**PROMPT 1**. Reproduce everything in the USC basketball article below, from "The unique blend" down to "be forgotten either.".

**EXCERPTED PASSAGE**.

USC coach Lindsay Gottlieb talks with star guard JuJu Watkins during a game against UCLA this season. The dynamic Trojans duo will be without six seniors next season, when they will welcome the No. 1 recruiting class in the country. (Ashley Landis / Associated Press)

She steeled herself, wiped her tears and took the dais. JuJu Watkins answered the first question without a hitch after USC’s season ended abruptly on Monday in the Elite Eight with a loss to Connecticut. But it was the mention of her teammates that finally broke the freshman.

USC’s star guard buried her face in her hands as she thanked “the best teammates in the world.” She tried to say more. She stopped herself as her voice grew thicker with emotion.

Guard McKenzie Forbes, seated to her left, patted Watkins on the leg. Like she had been all season, the graduate transfer from Harvard was there for support.

The unique blend of the freshman’s star power with mature upperclassmen was just as critical to USC’s best season in decades as Watkins’ immense talent. The Sierra Canyon product will remain the face of USC’s continued resurgence as the Trojans welcome the No. 1 recruiting class in the country next year, but the six seniors who supported Watkins won’t be forgotten either.

“They have completely changed a narrative about a program,” coach Lindsay Gottlieb said. “That’s really powerful. The way that the country’s going to see USC women’s basketball is really different than it was four months ago. … I think their legacy is that they got us somewhere. Now it’s on all of us to say, ‘What’s next?’

“We’re not trying to be a one-hit wonder.”

Read more: Paige Bueckers and UConn end magical season for JuJu Watkins and USC

Gottlieb called this season “the standard.” The Trojans (29-6) had their winningest season since 1985-86, when Cheryl Miller led the team to the national championship game and a 31-5 record. Every week seemed to bring a new reason to look through the dormant powerhouse’s record books: the first sold-out crowd in program history, the first road sweep of Stanford and California since 2001, the first Pac-12 title since 2014.

Falling one win short of the program’s first Final Four appearance since Miller’s senior season adds “that chip on our shoulder,” forward Clarice Akunwafo said.

“We know what to do and we know what it takes to get here,” the junior said. “We’re going to for sure use that as fuel for next season.”

Less than 30 minutes after the game, Watkins was already plotting things to improve. The 18-year-old who had the most prolific scoring season for a Division 1 freshman said she is eyeing better efficiency. Watkins shot 40.1% from the field and 31.9% from three-point range, but struggled with her shot late in the season. She was 10-for-46 shooting from three during the postseason.

“I’m just grateful for this year,” Watkins said, “because I’ve learned a lot.”

USC freshman JuJu Watkins, center, celebrates in the final seconds of an NCAA tournament win over Texas A&M Corpus Christi.USC freshman JuJu Watkins, center, celebrates in the final seconds of an NCAA tournament win over Texas A&M Corpus Christi.

**MATERIAL TO PROCESS**.
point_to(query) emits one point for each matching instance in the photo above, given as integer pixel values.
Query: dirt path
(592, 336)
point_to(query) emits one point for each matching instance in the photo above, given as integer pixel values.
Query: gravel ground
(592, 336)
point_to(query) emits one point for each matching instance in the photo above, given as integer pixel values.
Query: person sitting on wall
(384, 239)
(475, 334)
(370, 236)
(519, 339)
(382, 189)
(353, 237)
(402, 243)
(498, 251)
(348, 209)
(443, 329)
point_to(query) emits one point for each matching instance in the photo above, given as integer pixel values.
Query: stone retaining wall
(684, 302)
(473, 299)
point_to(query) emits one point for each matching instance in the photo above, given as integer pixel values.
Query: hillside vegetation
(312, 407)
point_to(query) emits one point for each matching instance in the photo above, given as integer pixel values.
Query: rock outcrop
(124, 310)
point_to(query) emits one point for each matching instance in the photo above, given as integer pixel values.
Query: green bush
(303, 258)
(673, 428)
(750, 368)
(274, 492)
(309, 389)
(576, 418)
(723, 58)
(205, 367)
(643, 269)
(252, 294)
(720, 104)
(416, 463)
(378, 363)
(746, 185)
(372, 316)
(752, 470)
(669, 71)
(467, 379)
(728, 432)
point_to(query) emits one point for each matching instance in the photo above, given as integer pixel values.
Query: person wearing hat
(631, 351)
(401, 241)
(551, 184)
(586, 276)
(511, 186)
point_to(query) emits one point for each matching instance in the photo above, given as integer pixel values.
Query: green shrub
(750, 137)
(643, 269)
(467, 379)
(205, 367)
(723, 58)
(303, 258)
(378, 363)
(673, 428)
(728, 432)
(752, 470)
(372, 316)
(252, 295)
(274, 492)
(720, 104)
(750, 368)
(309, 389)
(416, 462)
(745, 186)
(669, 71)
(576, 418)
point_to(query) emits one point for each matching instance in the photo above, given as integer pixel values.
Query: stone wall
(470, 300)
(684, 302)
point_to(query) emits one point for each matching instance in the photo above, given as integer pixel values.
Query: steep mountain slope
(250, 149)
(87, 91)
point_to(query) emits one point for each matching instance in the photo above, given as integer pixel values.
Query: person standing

**PROMPT 2**. Collect every line of the entries above that contains the string "stone", matching case exactly.

**TASK ANSWER 1**.
The unique blend of the freshman’s star power with mature upperclassmen was just as critical to USC’s best season in decades as Watkins’ immense talent. The Sierra Canyon product will remain the face of USC’s continued resurgence as the Trojans welcome the No. 1 recruiting class in the country next year, but the six seniors who supported Watkins won’t be forgotten either.

**TASK ANSWER 2**.
Query: stone retaining wall
Query: stone wall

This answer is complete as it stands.